Taking the listing below, restate word for word each line from the line with "[ ] one point per instance of the tall" to the line with "[ ] one point per instance of the small", ends included, and stop there.

►

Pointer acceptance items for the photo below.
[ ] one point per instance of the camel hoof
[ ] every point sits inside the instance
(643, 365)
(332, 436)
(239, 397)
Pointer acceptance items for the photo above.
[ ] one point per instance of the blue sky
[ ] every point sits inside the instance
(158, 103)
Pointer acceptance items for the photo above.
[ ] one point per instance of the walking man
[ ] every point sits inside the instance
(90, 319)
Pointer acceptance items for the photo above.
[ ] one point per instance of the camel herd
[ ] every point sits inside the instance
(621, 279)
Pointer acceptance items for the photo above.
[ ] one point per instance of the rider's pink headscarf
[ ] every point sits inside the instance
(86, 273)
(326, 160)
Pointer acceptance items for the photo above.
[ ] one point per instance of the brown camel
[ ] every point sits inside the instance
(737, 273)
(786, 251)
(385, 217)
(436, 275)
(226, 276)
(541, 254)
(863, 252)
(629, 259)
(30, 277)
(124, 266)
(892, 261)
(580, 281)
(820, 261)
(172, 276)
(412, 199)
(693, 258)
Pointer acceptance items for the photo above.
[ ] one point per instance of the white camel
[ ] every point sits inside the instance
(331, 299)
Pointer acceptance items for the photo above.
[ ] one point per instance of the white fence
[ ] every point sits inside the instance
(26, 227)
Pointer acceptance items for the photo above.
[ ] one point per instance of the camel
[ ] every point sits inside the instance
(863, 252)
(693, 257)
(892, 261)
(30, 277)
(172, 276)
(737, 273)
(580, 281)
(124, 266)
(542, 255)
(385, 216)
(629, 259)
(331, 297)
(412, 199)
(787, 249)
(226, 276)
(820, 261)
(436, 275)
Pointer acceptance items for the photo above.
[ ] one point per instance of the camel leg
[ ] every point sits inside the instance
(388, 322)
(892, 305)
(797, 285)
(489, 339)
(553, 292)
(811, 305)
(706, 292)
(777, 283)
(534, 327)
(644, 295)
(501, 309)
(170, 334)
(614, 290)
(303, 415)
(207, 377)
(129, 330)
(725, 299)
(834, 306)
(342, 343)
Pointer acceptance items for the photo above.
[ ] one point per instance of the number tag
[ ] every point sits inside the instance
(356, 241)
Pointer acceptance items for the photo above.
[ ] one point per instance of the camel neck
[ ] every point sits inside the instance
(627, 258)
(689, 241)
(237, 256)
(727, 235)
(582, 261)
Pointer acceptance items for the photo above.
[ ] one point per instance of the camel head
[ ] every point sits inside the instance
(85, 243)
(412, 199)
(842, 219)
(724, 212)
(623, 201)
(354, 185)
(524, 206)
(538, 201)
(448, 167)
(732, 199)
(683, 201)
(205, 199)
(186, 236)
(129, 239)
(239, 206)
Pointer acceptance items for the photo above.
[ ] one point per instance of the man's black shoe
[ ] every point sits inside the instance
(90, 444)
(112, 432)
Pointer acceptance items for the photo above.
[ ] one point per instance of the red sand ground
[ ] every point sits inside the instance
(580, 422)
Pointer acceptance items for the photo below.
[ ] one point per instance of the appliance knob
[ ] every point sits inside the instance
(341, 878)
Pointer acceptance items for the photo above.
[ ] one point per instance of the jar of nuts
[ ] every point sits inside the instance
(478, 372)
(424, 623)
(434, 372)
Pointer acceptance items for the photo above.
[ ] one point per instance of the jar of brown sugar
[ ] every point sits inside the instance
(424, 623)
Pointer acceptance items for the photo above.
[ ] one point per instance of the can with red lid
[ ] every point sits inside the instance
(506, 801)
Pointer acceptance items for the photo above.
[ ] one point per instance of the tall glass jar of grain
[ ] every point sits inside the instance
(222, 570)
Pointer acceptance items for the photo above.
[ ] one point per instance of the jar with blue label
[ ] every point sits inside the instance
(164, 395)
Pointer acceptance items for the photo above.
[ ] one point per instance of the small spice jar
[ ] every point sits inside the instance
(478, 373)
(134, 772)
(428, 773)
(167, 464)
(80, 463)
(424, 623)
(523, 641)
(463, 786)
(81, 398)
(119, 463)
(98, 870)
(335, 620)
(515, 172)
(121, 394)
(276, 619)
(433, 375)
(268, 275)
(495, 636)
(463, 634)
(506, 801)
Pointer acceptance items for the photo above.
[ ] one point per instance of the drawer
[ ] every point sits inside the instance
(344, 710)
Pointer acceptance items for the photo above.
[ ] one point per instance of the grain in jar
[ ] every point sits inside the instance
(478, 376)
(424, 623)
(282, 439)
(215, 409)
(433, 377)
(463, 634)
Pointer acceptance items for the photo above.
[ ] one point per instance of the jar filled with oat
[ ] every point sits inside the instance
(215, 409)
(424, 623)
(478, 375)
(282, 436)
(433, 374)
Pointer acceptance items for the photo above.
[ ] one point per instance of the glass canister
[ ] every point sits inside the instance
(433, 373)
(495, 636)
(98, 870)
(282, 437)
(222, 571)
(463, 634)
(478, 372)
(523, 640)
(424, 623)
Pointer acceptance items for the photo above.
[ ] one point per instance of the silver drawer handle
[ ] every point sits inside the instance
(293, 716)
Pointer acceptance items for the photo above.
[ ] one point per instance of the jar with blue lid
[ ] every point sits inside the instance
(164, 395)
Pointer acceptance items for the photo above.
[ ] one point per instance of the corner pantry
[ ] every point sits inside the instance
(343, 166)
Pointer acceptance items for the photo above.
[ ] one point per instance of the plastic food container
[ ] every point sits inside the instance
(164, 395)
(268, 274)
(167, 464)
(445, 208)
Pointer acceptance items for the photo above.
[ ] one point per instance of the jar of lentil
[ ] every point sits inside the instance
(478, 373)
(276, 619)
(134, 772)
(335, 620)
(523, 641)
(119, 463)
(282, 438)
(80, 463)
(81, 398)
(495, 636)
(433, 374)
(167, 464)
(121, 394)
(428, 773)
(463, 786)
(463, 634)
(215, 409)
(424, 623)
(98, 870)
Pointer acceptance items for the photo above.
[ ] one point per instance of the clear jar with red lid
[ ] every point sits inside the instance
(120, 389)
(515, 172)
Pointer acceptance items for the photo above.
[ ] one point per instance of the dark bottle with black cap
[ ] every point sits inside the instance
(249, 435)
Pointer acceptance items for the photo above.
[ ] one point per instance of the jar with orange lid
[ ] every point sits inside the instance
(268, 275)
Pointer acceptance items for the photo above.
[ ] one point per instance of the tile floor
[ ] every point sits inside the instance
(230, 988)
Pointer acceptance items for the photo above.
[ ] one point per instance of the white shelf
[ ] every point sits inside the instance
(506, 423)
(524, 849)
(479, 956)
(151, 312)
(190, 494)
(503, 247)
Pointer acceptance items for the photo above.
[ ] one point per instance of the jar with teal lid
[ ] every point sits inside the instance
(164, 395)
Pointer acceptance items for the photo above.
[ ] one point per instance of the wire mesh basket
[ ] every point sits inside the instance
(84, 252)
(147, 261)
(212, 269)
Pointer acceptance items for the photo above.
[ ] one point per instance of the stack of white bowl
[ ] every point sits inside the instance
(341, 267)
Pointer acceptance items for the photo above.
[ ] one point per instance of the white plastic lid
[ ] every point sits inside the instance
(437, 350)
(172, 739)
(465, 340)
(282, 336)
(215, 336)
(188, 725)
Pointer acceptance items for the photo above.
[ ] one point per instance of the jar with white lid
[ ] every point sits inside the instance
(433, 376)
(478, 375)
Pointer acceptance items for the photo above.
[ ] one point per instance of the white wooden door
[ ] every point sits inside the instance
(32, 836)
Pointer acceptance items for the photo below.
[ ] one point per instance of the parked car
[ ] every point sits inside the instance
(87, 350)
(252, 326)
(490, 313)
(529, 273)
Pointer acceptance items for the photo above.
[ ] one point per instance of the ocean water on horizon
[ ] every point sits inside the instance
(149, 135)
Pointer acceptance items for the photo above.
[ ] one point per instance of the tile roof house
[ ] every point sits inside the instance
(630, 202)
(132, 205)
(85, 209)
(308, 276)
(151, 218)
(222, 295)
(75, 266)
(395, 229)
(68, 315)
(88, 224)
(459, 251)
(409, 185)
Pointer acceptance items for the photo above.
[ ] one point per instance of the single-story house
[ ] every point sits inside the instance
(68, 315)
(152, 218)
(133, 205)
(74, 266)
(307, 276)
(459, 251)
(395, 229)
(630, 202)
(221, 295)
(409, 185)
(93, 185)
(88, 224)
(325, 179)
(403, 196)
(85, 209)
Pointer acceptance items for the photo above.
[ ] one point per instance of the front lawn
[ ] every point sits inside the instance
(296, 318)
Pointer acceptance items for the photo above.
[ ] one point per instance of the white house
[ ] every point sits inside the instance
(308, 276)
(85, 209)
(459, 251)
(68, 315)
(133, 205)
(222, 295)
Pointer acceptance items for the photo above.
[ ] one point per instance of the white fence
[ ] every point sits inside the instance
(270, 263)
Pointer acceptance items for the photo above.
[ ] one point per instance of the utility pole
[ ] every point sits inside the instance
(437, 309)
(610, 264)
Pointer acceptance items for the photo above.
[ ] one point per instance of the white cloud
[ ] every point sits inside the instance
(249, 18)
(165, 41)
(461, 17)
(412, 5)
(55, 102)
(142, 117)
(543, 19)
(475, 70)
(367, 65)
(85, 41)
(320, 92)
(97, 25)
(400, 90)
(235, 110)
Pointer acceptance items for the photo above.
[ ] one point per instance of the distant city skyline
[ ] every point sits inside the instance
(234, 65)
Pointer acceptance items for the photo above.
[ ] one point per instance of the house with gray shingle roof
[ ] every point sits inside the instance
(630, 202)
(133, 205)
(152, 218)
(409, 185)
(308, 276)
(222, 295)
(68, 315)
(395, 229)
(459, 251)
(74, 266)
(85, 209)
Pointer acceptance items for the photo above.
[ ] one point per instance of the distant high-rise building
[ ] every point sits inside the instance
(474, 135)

◄

● SOLUTION FOR THIS EXERCISE
[ ] one point per instance of the tall glass jar of grain
[ ] every point sits inside the instance
(222, 570)
Pointer acceptance items for the photo above.
[ ] one point per instance of the jar with blue label
[ ] every point sits inside the instance
(164, 395)
Pointer acceptance items for the photo above.
[ ] one point per instance of the small spice jar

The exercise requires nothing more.